### Your instructions
Word for word, write out all of the data below.

### Material for this exercise
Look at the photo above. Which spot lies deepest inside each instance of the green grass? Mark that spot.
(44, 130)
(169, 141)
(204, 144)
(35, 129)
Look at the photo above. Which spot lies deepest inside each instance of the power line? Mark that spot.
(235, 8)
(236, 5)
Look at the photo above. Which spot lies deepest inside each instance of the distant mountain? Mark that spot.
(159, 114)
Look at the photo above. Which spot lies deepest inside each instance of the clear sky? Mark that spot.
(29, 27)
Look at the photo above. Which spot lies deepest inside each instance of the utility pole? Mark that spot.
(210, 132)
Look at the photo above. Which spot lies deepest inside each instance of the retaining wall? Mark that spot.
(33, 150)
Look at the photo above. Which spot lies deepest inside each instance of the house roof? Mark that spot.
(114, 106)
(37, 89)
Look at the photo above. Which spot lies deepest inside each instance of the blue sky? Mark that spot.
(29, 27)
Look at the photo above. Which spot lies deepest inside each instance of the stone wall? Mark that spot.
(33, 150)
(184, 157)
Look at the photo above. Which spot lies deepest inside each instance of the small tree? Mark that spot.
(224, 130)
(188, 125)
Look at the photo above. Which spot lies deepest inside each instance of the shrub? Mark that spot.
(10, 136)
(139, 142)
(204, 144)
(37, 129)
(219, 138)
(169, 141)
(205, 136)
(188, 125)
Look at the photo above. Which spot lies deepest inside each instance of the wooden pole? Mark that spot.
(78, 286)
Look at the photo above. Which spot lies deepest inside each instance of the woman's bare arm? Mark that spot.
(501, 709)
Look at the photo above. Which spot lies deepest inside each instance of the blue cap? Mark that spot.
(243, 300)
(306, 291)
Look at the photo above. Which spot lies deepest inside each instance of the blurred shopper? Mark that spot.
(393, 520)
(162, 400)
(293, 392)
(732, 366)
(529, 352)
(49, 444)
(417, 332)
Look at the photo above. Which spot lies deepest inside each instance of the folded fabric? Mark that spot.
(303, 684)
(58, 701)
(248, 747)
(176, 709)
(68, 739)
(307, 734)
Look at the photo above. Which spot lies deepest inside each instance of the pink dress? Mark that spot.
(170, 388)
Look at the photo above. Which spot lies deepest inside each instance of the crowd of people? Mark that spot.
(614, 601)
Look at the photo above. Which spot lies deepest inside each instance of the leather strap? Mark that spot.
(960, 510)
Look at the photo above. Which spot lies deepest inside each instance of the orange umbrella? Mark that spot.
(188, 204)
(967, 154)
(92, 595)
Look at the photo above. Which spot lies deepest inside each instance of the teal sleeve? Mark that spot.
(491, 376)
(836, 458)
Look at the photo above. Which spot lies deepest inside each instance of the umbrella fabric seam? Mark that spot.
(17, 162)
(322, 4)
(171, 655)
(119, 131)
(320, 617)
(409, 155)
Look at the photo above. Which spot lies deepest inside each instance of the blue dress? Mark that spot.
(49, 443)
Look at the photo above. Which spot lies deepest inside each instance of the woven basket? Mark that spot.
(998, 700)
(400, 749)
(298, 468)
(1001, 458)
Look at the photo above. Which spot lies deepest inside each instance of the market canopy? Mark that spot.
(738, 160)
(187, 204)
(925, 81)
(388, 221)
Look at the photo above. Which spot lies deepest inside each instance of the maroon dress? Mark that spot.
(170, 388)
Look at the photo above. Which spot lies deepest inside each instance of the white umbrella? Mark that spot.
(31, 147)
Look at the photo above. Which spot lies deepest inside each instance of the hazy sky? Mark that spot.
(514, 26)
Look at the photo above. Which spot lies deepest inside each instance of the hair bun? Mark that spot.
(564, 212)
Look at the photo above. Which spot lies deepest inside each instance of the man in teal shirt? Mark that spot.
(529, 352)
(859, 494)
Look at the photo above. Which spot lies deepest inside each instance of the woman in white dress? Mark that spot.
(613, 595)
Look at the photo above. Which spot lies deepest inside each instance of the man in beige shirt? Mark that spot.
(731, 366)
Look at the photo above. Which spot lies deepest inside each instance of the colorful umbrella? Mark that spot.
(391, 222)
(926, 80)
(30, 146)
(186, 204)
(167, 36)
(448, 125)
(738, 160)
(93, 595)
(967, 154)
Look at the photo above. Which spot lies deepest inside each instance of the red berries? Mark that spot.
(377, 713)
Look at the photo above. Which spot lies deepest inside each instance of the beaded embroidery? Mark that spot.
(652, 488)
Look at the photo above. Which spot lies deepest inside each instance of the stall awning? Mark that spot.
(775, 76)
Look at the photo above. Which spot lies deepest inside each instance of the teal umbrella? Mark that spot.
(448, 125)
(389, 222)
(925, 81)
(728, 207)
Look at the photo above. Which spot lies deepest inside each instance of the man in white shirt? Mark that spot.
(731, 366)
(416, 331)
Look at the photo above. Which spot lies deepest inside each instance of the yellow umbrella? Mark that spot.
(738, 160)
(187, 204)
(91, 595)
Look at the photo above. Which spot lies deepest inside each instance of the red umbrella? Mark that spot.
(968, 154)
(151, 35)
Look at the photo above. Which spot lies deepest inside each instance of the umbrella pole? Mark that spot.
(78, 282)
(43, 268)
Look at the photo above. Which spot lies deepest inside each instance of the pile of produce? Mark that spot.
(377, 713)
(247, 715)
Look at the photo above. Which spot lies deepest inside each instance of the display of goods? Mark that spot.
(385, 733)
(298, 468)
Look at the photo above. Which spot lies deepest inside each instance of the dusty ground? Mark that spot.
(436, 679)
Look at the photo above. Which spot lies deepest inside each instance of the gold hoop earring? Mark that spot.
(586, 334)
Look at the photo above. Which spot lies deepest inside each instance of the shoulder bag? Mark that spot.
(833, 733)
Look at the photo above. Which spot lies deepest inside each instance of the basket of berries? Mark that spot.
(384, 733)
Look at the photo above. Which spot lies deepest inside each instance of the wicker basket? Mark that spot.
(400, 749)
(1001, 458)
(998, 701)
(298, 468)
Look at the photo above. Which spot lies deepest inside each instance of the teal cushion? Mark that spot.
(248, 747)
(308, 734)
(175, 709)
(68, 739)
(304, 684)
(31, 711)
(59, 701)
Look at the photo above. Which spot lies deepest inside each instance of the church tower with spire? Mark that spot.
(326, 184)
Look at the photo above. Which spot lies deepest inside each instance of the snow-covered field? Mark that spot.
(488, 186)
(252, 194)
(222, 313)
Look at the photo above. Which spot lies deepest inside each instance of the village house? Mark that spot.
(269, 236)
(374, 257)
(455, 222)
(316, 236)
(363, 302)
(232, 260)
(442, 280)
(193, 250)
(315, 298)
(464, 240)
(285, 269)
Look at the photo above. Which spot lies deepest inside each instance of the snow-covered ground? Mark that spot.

### The answer
Look at the photo above. Which spot lies deepest inside each instance of the green grass? Mark that spot.
(44, 130)
(169, 141)
(204, 144)
(35, 129)
Look at the photo above. Which spot lies deepest inside each instance of the power line? Mark that spot.
(235, 8)
(236, 5)
Look at the photo above. Which spot lies deepest inside each instance of the distant mountain? Mark that spot.
(159, 114)
Look at the photo above. Which spot lies deepest inside each instance of the clear sky? Mark that spot.
(29, 27)
Look at the photo above. Which spot lies deepest inside each instance of the utility pole? Mark that spot.
(210, 132)
Look at the photo above. Which spot lies deepest inside each instance of the retaining wall? Mark that spot.
(33, 150)
Look at the photo above. Which spot lies deepest inside each instance of the house roof? Mark that spot.
(114, 106)
(37, 89)
Look at the photo above. Which spot lies deepest inside each instance of the blue sky? Mark that spot.
(29, 27)
Look at the photo above. Which spot lies deepest inside each instance of the stone wall? Mark that spot.
(33, 150)
(184, 157)
Look at the photo above. Which spot lies deepest inside each instance of the small tree? Mark that spot.
(224, 130)
(188, 125)
Look at the photo above. Which spot lies deepest inside each instance of the shrub? Mark that spot.
(10, 136)
(139, 142)
(204, 144)
(37, 129)
(219, 138)
(169, 141)
(205, 136)
(188, 125)
Look at the photo above. Which spot lies deepest inside each instance of the wooden pole? Mark that spot.
(78, 286)
Look at the photo above. Which spot lies deepest inside each instance of the woman's bare arm? Mark that spot.
(501, 709)
Look at the photo above. Which spot lies deepest inside each instance of the blue cap? Mark that spot.
(243, 300)
(306, 291)
Look at the photo above. Which spot lies deepest inside each instance of the blurred shopper? Mark that spot.
(393, 520)
(162, 400)
(293, 392)
(732, 366)
(529, 352)
(49, 444)
(417, 332)
Look at the photo above. Which spot lies deepest inside each instance of the folded fabric? Mark that spot.
(303, 684)
(58, 701)
(248, 747)
(176, 709)
(68, 739)
(307, 734)
Look at the photo above. Which spot lies deepest inside each instance of the pink dress? Mark that spot.
(170, 388)
Look at the photo above. Which spot lies deepest inside each instance of the crowd of people? Mark that spot.
(614, 601)
Look at the photo above. Which spot lies deepest inside each instance of the leather strap? Mark that spot.
(960, 510)
Look at the photo above. Which spot lies deepest inside each instance of the orange umbrella? Mark that spot.
(188, 204)
(967, 154)
(92, 595)
Look at the photo above. Which spot lies deepest inside each instance of the teal sleeve? Mark that spot.
(491, 376)
(836, 458)
Look at the photo above. Which spot lies deepest inside each instance of the umbrella fabric seam? Mark that spot.
(17, 162)
(322, 4)
(171, 655)
(119, 131)
(320, 617)
(409, 155)
Look at the photo above. Which spot lies deepest inside each instance of the blue dress? Mark that spot.
(49, 443)
Look at the photo above. Which spot lies deepest inside each instance of the woven basket? Mark that spot.
(998, 700)
(400, 749)
(298, 468)
(1001, 458)
Look at the photo above. Which spot lies deepest inside each instance of the market canopy? Mark that spot.
(738, 160)
(187, 204)
(925, 81)
(388, 221)
Look at the photo above. Which spot lies deepest inside each instance of the maroon dress? Mark that spot.
(170, 388)
Look at the photo above. Which spot lies deepest inside each instance of the white umbrella? Mark that spot.
(31, 147)
Look at the photo above. Which spot lies deepest inside each instance of the hazy sky? Mark that spot.
(514, 26)
Look at the photo above. Which spot lies deepest inside each instance of the hair bun? Mark that spot.
(564, 212)
Look at the photo above. Which spot lies deepest inside each instance of the man in teal shirt? Mark that spot.
(529, 352)
(859, 494)
Look at the photo above. Which spot lies deepest inside each instance of the woman in white dress? Mark that spot.
(613, 595)
Look at the photo above. Which spot lies deepest inside each instance of the man in beige shirt? Mark that spot.
(731, 366)
Look at the photo above. Which spot lies deepest inside each instance of the colorful umbrella? Mark that spot.
(391, 222)
(926, 80)
(30, 146)
(186, 204)
(167, 36)
(448, 125)
(738, 160)
(93, 595)
(967, 154)
Look at the photo above. Which spot lies deepest inside each instance of the red berries? Mark that spot.
(377, 713)
Look at the photo above. Which spot lies deepest inside each instance of the beaded embroidery? Mark that spot.
(652, 488)
Look at the photo above. Which spot lies deepest inside each instance of the stall awning? Mark that spot.
(775, 76)
Look at the photo above. Which spot lies deepest inside each instance of the teal umbrella? Mark that spot.
(448, 125)
(389, 222)
(925, 81)
(728, 207)
Look at the photo above. Which spot lies deepest inside each instance of the man in white shirt? Mark that spot.
(731, 366)
(416, 331)
Look at the photo above. Which spot lies deepest inside each instance of the yellow umbrella? Mark that spot.
(738, 160)
(187, 204)
(91, 595)
Look at the photo above. Which spot lies deepest inside each instance of the red umbrella? Mark that spot.
(968, 154)
(151, 35)
Look at the photo above. Which spot lies deepest inside each instance of the umbrella pole? Mark that spot.
(78, 282)
(43, 268)
Look at the photo above. Which spot lies deepest inside each instance of the pile of produce? Mark that spot.
(377, 713)
(247, 715)
Look at the photo above. Which spot lies deepest inside each instance of the display of goods? Mark that spot.
(385, 733)
(298, 468)
Look at the photo above. Which spot lies deepest inside each instance of the dusty ground? Mark that spot.
(436, 679)
Look at the photo above. Which spot lies deepest inside each instance of the gold hoop earring? Mark that spot.
(586, 334)
Look at the photo above. Which spot lies deepest inside each instance of the shoulder bag? Mark that spot.
(833, 733)
Look at the photo above. Which spot lies deepest inside each instance of the basket of berries? Mark that spot.
(384, 733)
Look at the photo above. Which spot lies deepest inside each instance of the wicker basket? Mark that spot.
(400, 749)
(1001, 458)
(998, 701)
(298, 468)
Look at the photo above. Which spot lies deepest inside each instance of the teal cushion? Mark that spot.
(248, 747)
(308, 734)
(175, 709)
(68, 739)
(304, 684)
(31, 711)
(59, 701)
Look at the photo above. Which spot lies deepest inside each instance of the church tower with spire? Mark that spot.
(326, 184)
Look at the photo above. Which spot lies deepest inside each instance of the snow-covered field? Mark that spot.
(488, 186)
(252, 194)
(222, 313)
Look at the photo above. Which spot lies deepest inside each instance of the village house? Mark that spot.
(269, 236)
(374, 257)
(455, 222)
(316, 236)
(363, 302)
(232, 260)
(442, 280)
(193, 250)
(315, 298)
(464, 240)
(285, 269)
Look at the photo above. Which spot lies deepest inside each instance of the snow-covered ground? Mark that spot.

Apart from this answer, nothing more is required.